To test them both, I built an on Amazon Ubuntu 14.04 micro-instance and installed both go-audit and osquery side-by-side. I’m pretty familiar with some of osquery’s features, but I had never enabled the process auditing features before and thought this might be a great time to check it out and compare functionality between the two.

I’m not here to recommend one tool over the other, I’m just providing a script that will create an osquery and go-audit testbed for anyone who is interested in trying both of them out.

Installation

To get started, boot up an Amazon/Google/Digital Ocean Ubuntu 14.04 instance, su to root, and put the contents shown below into /root/install-go-audit-osquery.sh. Then chmod +x it and run it.

When the script finishes running, it will drop into a tmux session with three windows open. Window 0 is a regular shell, Window 1 has go-audit ready to go, and Window 2 has osquery with process auditing enabled ready to go.

DATA LINES.

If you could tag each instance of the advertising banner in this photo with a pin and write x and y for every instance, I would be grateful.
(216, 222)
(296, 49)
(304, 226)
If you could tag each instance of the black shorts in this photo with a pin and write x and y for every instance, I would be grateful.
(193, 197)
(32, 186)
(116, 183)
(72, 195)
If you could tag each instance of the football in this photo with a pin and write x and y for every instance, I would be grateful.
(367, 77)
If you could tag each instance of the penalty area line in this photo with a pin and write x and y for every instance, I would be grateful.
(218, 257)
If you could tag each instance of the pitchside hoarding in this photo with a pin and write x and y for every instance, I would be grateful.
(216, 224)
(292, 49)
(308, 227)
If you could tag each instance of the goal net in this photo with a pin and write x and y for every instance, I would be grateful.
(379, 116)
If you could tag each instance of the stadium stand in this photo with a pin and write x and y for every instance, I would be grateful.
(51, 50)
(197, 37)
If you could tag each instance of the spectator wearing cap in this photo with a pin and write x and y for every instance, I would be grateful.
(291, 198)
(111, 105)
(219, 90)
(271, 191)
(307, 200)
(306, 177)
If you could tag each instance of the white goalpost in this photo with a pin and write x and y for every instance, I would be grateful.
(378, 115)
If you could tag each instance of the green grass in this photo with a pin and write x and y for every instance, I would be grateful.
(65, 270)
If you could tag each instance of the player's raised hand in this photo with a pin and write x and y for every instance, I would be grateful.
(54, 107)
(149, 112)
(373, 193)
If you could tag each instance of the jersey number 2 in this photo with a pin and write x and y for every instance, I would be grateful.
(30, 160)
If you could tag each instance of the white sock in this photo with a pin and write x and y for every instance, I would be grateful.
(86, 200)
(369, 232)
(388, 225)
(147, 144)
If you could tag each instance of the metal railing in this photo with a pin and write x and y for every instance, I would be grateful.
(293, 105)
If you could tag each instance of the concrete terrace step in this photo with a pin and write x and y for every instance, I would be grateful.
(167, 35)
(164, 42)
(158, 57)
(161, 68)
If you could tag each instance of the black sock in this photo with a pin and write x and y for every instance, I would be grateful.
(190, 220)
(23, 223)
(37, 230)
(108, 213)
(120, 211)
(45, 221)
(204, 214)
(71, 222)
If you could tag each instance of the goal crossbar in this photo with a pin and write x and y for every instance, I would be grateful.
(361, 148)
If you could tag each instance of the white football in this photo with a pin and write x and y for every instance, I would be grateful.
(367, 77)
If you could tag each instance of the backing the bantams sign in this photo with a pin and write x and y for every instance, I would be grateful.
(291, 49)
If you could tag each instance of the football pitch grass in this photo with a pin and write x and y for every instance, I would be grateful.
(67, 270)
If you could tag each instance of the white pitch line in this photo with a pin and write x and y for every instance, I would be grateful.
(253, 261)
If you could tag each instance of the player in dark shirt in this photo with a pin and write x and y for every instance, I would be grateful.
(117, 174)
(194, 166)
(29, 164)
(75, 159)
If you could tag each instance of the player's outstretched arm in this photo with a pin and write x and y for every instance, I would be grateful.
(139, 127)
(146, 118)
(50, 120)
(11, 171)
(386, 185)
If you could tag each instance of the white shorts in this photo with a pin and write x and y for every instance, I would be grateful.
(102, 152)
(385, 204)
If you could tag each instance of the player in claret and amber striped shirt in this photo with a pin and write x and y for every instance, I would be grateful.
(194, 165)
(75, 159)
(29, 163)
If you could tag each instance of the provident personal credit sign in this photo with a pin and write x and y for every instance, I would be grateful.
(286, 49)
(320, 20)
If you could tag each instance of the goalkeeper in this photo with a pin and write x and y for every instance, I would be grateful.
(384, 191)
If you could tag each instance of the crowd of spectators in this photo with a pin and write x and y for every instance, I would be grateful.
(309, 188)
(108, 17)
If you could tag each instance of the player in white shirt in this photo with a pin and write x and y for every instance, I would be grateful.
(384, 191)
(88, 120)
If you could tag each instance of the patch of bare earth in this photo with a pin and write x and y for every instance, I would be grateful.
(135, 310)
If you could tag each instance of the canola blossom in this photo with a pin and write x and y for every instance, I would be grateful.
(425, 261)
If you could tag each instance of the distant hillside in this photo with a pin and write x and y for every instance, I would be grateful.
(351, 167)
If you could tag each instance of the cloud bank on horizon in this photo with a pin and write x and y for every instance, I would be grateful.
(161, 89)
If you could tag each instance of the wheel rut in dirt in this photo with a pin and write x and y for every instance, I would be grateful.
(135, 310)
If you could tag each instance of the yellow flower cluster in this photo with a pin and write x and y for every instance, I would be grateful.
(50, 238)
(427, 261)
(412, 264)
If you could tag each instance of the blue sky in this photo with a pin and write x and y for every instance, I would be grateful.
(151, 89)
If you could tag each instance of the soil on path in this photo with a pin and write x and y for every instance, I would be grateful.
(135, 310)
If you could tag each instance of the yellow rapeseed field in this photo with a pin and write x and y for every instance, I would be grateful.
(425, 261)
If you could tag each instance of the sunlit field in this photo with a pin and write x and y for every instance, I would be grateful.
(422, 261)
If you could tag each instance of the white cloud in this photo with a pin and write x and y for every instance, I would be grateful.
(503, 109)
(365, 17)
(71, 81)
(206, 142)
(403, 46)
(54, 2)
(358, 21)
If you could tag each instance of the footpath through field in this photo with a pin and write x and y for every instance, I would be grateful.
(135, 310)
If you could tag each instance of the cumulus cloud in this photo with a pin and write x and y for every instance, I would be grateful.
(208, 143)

WORK TO DO.
(1) Will you echo everything in the go-audit and osquery text from "I’m not here" down to "of them out."?
(2) According to the go-audit and osquery text, which tmux windows are open when the script finishes, and what does each one hold?
(3) Could you turn the paragraph of the go-audit and osquery text that begins "To get started" into a short list of steps?

SOLUTIONS TO THE PROBLEMS.
(1)
I’m not here to recommend one tool over the other, I’m just providing a script that will create an osquery and go-audit testbed for anyone who is interested in trying both of them out.

(2)
- Window 0: a regular shell
- Window 1: go-audit, ready to go
- Window 2: osquery with process auditing enabled, ready to go

(3)
1. Boot up an Amazon, Google, or Digital Ocean Ubuntu 14.04 instance.
2. Switch to root with su.
3. Put the script into /root/install-go-audit-osquery.sh.
4. Make it executable with chmod +x.
5. Run it.